— Begin Records supplied —

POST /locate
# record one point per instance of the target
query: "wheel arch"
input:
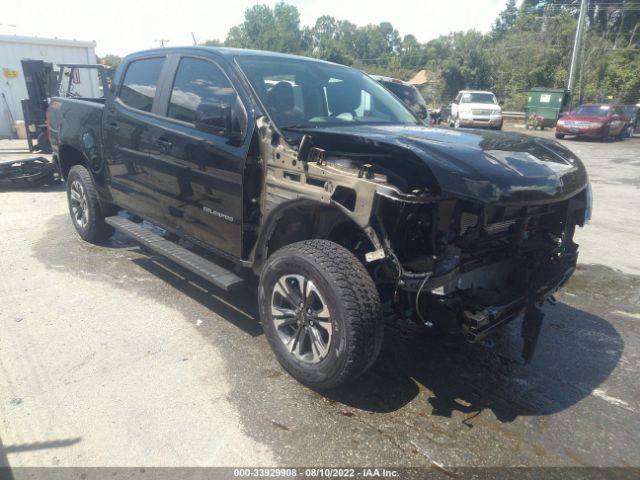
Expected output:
(69, 156)
(305, 219)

— End Records supplied —

### Problem to solve
Rewrite the whole listing above without the picture, keeping the request lines as they are and raising every coordinate value in the expected output by 53.

### Complete output
POST /locate
# record one point per instance of the target
query: "wheel arch"
input:
Expected output:
(122, 209)
(358, 272)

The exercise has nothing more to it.